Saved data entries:
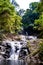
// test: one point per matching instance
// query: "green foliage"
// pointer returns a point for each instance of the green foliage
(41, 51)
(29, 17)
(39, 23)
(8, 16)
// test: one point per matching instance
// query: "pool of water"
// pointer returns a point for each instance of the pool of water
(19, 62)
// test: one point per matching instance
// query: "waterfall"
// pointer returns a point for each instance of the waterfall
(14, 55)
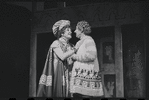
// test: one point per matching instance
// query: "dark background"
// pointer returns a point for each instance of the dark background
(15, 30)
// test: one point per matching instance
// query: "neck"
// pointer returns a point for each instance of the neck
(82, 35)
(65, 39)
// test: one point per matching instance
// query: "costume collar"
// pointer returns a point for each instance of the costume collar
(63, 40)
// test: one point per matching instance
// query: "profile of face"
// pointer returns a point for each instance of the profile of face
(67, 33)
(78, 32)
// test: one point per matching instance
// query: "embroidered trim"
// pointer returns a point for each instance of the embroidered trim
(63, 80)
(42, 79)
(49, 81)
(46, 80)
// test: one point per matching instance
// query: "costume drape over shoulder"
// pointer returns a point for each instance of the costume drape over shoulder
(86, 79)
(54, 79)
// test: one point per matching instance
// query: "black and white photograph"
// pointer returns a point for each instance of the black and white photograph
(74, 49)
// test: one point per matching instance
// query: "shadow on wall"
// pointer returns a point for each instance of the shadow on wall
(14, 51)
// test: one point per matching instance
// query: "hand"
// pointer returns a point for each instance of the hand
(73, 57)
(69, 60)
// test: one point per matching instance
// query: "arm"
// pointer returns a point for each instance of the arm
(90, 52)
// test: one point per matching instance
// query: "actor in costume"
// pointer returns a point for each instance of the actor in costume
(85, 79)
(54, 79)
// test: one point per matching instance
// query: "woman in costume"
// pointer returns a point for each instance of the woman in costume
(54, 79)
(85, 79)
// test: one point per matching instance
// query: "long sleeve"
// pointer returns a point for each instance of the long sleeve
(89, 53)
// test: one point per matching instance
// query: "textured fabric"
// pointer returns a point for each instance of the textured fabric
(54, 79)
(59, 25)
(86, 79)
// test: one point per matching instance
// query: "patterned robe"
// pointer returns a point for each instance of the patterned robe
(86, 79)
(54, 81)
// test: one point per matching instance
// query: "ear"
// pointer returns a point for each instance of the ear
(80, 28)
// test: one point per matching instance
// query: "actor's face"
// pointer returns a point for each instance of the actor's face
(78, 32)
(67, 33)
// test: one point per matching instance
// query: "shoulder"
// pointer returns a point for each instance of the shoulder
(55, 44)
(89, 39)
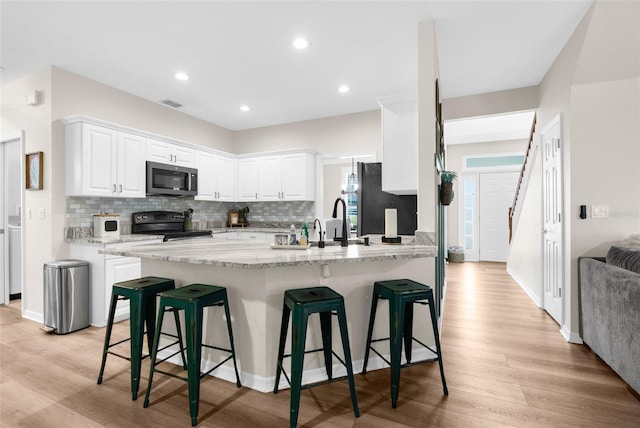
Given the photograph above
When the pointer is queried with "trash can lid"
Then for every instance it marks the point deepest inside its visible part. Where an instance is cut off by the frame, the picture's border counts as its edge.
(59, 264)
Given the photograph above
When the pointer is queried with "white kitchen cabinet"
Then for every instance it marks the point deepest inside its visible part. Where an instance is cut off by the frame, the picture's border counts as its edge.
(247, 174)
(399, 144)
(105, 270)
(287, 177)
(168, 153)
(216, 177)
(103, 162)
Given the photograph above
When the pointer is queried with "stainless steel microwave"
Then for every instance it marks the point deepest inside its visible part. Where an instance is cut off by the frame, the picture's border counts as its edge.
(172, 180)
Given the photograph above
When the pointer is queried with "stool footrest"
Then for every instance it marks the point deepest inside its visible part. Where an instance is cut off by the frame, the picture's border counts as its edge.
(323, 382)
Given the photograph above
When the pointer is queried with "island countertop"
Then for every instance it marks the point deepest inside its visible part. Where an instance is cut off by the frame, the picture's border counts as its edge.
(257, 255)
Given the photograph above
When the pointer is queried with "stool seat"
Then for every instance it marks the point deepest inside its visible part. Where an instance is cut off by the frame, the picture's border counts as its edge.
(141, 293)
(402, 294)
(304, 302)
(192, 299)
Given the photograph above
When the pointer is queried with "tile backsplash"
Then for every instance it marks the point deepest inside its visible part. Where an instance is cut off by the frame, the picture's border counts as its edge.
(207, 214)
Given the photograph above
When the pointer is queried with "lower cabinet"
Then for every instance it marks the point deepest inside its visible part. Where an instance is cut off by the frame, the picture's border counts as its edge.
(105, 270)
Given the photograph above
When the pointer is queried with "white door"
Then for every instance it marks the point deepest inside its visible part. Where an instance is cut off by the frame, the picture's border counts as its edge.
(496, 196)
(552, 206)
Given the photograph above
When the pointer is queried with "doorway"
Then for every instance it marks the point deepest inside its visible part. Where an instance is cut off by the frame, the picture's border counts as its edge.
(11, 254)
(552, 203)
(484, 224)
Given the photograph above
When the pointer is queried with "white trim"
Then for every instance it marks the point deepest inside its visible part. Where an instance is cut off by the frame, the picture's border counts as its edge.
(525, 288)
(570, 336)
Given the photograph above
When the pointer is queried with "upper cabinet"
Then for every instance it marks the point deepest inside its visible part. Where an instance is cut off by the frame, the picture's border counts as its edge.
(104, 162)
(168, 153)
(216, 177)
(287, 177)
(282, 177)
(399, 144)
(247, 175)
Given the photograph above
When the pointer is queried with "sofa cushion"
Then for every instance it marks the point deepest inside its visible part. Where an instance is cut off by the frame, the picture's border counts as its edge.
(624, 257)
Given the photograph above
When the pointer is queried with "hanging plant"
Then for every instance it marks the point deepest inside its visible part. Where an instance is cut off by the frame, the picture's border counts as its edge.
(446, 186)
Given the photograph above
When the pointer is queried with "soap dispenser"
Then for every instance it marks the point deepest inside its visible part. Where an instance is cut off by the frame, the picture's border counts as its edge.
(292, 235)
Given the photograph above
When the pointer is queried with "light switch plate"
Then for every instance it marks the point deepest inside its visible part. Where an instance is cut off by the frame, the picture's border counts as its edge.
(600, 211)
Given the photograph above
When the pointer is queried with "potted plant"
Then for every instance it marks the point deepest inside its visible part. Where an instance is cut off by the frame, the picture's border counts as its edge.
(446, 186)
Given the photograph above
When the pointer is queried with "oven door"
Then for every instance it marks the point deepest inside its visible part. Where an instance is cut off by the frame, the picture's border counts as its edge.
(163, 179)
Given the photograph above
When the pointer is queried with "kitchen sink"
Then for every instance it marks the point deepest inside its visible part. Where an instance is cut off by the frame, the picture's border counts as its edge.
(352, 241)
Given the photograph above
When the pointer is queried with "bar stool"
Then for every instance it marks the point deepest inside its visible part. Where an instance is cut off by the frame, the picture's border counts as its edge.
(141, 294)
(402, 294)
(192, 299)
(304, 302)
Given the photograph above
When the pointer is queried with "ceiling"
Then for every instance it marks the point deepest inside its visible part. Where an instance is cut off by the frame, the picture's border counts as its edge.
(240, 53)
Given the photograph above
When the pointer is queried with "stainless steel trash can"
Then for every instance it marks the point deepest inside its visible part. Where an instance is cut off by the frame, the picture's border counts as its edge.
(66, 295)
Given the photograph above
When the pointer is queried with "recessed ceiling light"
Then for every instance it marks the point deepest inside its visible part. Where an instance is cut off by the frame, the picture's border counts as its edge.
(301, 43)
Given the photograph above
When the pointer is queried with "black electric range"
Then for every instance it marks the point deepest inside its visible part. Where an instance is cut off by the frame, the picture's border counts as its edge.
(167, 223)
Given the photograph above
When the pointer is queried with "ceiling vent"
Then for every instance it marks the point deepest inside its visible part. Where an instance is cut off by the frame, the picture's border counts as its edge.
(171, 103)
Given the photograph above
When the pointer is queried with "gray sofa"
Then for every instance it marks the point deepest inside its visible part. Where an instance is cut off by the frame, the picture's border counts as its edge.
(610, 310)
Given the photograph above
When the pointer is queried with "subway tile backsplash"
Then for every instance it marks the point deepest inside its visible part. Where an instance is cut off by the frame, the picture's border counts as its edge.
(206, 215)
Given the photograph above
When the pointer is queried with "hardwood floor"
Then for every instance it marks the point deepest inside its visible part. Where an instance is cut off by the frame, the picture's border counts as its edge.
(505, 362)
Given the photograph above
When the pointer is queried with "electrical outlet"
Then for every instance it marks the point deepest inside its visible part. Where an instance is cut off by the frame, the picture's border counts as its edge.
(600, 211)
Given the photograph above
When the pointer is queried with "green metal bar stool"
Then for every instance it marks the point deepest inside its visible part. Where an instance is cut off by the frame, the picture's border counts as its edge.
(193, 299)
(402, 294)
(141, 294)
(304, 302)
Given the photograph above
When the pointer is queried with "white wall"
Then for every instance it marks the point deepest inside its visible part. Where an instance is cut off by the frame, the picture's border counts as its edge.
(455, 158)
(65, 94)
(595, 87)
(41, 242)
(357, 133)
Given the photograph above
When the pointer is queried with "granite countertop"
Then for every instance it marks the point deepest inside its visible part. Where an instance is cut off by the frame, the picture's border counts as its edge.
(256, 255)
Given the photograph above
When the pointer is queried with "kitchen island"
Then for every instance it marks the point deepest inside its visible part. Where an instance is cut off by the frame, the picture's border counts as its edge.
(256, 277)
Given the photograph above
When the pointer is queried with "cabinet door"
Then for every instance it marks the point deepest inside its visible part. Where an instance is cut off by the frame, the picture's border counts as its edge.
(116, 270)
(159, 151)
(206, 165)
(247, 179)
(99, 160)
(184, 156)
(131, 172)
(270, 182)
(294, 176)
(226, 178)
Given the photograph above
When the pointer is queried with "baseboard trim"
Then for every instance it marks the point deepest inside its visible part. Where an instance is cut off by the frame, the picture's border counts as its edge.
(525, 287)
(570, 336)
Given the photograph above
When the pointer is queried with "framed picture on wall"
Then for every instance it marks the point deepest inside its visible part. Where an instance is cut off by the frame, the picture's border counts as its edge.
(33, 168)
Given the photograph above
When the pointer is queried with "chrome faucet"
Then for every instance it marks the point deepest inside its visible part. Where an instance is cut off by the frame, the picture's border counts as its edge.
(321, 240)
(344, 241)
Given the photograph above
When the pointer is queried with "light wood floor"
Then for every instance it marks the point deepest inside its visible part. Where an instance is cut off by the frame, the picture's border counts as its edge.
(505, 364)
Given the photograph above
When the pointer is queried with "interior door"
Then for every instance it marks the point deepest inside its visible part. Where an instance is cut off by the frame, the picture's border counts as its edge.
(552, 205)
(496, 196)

---

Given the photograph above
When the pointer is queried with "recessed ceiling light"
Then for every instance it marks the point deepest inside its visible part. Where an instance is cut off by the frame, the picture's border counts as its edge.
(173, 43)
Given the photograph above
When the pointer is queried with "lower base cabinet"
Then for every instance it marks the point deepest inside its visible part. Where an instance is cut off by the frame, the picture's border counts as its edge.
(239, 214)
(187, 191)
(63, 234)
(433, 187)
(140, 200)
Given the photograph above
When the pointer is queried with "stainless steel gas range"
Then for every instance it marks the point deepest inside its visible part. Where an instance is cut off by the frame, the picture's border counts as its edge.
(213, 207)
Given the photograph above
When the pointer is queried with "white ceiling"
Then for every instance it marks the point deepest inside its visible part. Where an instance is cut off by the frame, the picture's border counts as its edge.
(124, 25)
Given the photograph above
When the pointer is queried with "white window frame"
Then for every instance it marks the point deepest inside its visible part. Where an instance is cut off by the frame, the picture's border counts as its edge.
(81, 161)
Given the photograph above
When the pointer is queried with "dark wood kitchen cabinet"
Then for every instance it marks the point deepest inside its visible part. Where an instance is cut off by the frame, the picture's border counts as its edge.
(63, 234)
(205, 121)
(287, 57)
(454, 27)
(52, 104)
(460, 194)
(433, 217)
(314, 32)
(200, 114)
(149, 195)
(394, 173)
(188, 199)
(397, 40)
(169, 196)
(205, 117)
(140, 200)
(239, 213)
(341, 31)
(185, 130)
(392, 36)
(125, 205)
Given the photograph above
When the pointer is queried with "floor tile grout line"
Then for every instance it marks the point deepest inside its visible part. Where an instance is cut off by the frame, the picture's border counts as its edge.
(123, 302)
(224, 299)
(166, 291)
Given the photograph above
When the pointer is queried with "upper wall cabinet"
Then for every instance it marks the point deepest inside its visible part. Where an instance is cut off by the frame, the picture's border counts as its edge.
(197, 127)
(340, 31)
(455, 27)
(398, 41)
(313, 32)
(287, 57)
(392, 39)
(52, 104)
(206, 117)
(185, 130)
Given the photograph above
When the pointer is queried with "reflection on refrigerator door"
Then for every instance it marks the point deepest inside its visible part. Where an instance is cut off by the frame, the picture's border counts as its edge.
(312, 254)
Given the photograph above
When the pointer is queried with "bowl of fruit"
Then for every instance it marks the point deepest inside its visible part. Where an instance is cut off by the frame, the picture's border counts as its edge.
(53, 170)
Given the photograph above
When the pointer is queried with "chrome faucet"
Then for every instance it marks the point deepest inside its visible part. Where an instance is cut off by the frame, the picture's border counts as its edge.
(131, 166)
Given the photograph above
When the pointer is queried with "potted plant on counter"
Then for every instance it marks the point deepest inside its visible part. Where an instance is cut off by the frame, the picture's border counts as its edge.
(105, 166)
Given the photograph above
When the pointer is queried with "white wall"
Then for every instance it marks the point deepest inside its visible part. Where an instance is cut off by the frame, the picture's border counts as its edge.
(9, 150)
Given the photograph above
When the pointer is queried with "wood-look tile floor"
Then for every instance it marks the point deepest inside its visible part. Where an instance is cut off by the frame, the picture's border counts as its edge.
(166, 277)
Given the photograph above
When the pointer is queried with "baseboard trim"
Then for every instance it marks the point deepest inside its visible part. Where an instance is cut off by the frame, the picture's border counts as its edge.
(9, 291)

---

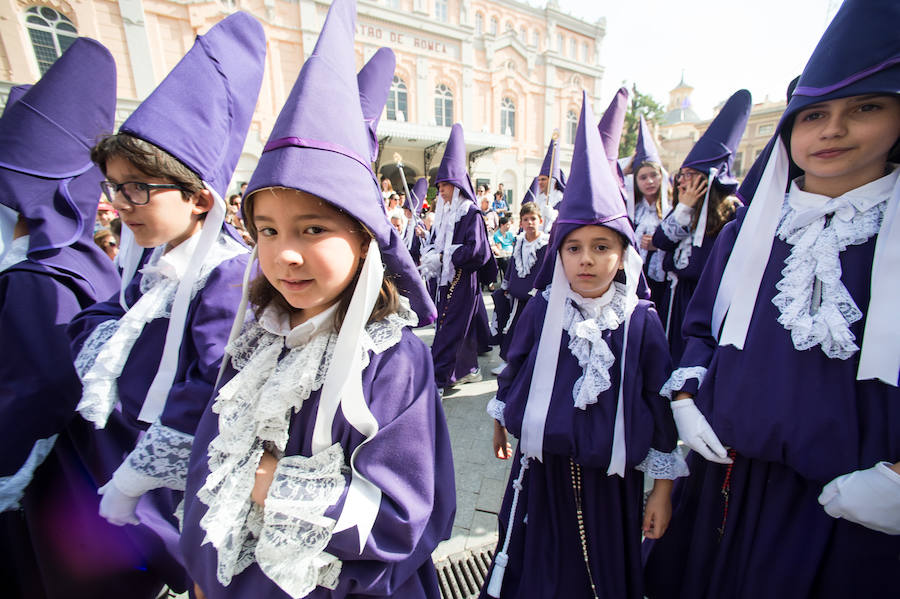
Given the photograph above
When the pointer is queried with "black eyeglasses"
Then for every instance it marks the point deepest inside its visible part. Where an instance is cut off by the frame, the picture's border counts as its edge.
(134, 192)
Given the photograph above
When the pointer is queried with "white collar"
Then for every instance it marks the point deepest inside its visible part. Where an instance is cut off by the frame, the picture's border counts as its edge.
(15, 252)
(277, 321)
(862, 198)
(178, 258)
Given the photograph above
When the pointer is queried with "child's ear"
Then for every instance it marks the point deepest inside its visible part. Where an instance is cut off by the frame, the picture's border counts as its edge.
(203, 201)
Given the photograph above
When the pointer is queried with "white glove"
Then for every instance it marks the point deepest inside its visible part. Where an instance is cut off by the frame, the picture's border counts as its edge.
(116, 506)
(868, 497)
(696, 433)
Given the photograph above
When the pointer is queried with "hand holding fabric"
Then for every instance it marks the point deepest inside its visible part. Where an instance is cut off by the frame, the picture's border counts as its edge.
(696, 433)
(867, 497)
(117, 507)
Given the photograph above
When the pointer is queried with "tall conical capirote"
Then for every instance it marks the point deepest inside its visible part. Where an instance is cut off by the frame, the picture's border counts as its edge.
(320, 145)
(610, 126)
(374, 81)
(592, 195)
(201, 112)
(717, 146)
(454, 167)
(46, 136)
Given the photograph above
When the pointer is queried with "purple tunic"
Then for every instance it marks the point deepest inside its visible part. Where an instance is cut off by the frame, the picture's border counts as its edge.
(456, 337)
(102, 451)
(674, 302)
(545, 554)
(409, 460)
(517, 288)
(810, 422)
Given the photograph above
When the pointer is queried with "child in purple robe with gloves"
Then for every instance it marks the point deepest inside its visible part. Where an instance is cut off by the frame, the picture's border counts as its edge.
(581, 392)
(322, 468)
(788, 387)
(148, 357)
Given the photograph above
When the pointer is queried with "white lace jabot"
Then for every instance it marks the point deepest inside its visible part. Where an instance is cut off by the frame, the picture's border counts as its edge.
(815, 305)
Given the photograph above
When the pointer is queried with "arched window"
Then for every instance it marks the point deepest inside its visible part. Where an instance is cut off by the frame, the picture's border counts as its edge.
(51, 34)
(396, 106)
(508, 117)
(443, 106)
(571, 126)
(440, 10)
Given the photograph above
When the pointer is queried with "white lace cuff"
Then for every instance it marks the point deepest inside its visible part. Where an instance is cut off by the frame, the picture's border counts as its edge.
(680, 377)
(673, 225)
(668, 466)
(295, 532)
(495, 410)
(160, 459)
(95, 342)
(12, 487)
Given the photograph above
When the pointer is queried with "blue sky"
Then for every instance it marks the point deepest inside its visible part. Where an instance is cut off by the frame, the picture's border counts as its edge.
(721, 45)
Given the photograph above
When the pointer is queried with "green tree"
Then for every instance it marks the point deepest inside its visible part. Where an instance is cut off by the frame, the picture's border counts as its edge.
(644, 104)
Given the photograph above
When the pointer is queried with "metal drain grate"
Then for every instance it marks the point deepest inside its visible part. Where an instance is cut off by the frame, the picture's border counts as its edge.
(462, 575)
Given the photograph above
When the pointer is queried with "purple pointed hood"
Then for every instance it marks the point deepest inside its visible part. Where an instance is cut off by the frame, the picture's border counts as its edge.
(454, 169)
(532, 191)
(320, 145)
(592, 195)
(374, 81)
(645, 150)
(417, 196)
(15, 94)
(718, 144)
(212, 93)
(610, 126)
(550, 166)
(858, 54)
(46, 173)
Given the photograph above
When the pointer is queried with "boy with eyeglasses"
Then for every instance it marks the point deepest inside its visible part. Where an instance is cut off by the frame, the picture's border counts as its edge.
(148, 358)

**Exercise description:** In the lines above, find the word "stainless" and copy each line that contains it.

**Exercise solution:**
When the pointer is queried with "stainless steel microwave"
When the pointer is queried with "stainless steel trash can"
When the pointer is queried with "stainless steel gas range"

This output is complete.